─── TEXT FOR ANALYSIS

Worried, Williams-Rolle went to the emergency room. Again he was told there weren’t any tests available for people with his symptoms.
Things only went downhill from there. Williams-Rolle had all of the same symptoms, plus extreme exhaustion, which made basic functions like taking a shower “very difficult.”
Sleeping became a constant struggle.
At one point, Williams-Rolle said he was so uncomfortable in his bed he resorted to sleeping on the floor.
“My bed is kinda soft,” he said. “I was like, ‘Well, maybe let’s try the floor. Maybe the hard surface of the floor will be something different.’ It wasn’t. It didn’t help.”
On the eighth or ninth day of his sickness — Williams-Rolle’s isn’t exactly sure when — he went back to the emergency room because he was having trouble breathing.
“It was almost like I was gasping to get air. I would literally be laying down and. … I just felt like I wasn’t getting enough air coming through my system. There was a lot of tightness in my chest,” he said.
That symptom finally warranted a coronavirus test, which came back positive. Williams-Rolle learned during that hospital visit he had developed pneumonia in his left lung, a complication of coronavirus. He was given antibiotics to treat the pneumonia.
It took four or five days for the antibiotics to work, but they did.
By the 15th day, Williams-Rolle had gotten to the point where he was “starting to feel more alive and actually wanting to engage a little bit more.”
Two days later, he felt so much better he started working from home again.
Not unlike many people who have been sick with coronavirus, Williams-Rolle can only guess how he contracted the disease that left him bed-ridden for more than two weeks. He said he was still working in the office and working out in the gym up to two weeks before he got sick “because things hadn’t closed at that point.”
“When things had shut down, all I had done was go to the grocery store. My job is located Downtown. I was taking the train there. The possibilities are almost endless,” he said.
Now that he’s on the other side of it, Williams-Rolle has shared his experiences with friends and family and on Facebook to dispel misinformation.
“I’m 30 and I’m a very active person. I’ve done half marathons. I work out very often. So one big thing, and I told my friends this, age clearly doesn’t matter, and activity and health level doesn’t particularly matter, either,” he said. “I still ended up very sick.”
Besides medicine for the pneumonia, Williams-Rolle said the only things that eased his symptoms were an inhaler — he had asthma as a child — and a humidifier from Walgreens.
“I found this little steaming device that I had delivered from Walgreens that worked miracles in terms of loosening things up,” he said.
He also did “light yoga activities” like meditation when he could.
“You can’t leave your house, but I think it’s important not to lay down for the entire duration of the illness,” he said. “It helped mentally.”
One thing people may not realize about the virus, Williams-Rolle said, is once you have it, time moves “as slow as molasses” and “nothing helps to speed it up.”
Williams-Rolle lives with one roommate. Despite their close proximity, his roommate managed to not get sick.
He said that’s likely because she was adamant about disinfecting and because they have a large apartment with two bathrooms.
“That second bathroom was life-saving,” he said.
Williams-Rolle said it was what happened outside of his apartment that was particularly challenging. Trying to get tested twice before before doctors agreed to screen him for the disease took a physical and emotional toll.
“That was toward the beginning when I was watching the news a lot,” he said. “It was just really getting to me mentally and thinking about the shortness of breath. ‘Am I going to end up on a ventilator? What’s that going to be like?’ Coupled with the fact that you can’t have family with you if you do end up in the emergency room. It’s a horrible feeling thinking about what all could go wrong with this.”
Since Williams-Rolle was sick, testing has dramatically increased in Illinois.
But he fears there still may be gaps in testing throughout the Black community.
“I would definitely urge more testing, more education in minority communities,” he said.

──────

= EXERCISES TO COMPLETE =
1. In the article about Williams-Rolle's illness, what complication did he develop in his left lung?
2. According to the article about Williams-Rolle's illness, why did his roommate likely avoid getting sick even though they lived so close together?
3. From the article about Williams-Rolle's illness, write out the part that opens with the words containing "One thing people" and closes with "and emotional toll.".

─── STORED DATA

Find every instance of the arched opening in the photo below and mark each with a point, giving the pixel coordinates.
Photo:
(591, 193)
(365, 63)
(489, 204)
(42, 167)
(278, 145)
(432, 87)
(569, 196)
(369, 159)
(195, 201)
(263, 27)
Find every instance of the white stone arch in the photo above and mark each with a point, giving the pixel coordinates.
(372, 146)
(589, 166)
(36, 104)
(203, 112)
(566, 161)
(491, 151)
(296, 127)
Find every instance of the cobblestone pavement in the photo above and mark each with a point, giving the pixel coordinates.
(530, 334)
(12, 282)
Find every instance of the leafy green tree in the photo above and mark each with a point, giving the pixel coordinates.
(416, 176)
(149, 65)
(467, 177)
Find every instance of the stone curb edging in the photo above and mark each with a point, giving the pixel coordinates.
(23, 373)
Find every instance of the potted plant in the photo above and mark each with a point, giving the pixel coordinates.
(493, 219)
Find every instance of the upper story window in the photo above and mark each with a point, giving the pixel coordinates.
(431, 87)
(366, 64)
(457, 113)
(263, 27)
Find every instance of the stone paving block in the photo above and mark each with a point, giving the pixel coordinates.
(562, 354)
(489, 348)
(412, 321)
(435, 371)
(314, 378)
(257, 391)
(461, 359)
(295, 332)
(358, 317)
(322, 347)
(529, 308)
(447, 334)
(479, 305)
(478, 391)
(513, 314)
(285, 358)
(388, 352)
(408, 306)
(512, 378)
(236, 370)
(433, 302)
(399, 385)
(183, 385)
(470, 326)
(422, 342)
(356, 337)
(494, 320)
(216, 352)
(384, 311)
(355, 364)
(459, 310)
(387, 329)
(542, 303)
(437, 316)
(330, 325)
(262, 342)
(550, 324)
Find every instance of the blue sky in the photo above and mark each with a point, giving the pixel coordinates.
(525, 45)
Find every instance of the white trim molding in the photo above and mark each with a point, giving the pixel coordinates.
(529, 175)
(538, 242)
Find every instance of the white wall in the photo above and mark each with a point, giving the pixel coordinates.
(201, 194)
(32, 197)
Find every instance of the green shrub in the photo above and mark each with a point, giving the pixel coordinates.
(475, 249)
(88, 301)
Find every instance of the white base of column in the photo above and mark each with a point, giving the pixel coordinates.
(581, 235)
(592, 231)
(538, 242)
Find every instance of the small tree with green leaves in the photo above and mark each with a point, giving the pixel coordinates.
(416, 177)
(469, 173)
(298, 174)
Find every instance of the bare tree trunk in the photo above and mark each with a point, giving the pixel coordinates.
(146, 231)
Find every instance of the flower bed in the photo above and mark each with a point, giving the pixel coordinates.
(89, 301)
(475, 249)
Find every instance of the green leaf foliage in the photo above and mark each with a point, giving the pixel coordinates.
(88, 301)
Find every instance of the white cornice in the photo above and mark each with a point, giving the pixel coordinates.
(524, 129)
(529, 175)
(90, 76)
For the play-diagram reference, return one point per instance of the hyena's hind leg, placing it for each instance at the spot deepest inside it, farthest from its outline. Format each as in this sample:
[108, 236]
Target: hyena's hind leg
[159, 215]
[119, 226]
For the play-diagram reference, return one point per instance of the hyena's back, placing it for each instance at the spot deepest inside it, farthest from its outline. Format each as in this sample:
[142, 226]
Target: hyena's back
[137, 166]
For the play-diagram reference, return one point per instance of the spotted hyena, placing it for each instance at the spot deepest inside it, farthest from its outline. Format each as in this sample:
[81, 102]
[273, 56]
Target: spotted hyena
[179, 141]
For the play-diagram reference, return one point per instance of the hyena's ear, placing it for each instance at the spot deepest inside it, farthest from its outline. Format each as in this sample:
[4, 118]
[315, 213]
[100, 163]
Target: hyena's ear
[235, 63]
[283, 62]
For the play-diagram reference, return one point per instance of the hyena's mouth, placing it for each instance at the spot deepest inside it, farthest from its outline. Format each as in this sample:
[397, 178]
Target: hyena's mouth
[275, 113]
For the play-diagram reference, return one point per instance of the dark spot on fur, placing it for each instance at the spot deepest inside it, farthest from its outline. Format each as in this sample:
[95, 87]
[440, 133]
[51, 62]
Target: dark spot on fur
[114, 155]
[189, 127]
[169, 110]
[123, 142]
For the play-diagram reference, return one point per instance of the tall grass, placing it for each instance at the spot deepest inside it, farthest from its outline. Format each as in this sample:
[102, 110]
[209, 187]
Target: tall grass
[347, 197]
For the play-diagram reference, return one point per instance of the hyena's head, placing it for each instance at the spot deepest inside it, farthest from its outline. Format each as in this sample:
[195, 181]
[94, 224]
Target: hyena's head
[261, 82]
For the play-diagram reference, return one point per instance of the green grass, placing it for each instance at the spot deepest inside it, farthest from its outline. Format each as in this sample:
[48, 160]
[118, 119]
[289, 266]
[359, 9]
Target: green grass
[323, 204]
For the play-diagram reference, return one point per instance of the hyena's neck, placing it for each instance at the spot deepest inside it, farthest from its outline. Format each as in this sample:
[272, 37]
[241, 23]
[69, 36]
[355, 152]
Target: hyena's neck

──────

= RESULTS OF THE EXERCISE =
1. Pneumonia

2. He said she was adamant about disinfecting. They also have a large apartment with two bathrooms.

3.
One thing people may not realize about the virus, Williams-Rolle said, is once you have it, time moves “as slow as molasses” and “nothing helps to speed it up.”
Williams-Rolle lives with one roommate. Despite their close proximity, his roommate managed to not get sick.
He said that’s likely because she was adamant about disinfecting and because they have a large apartment with two bathrooms.
“That second bathroom was life-saving,” he said.
Williams-Rolle said it was what happened outside of his apartment that was particularly challenging. Trying to get tested twice before before doctors agreed to screen him for the disease took a physical and emotional toll.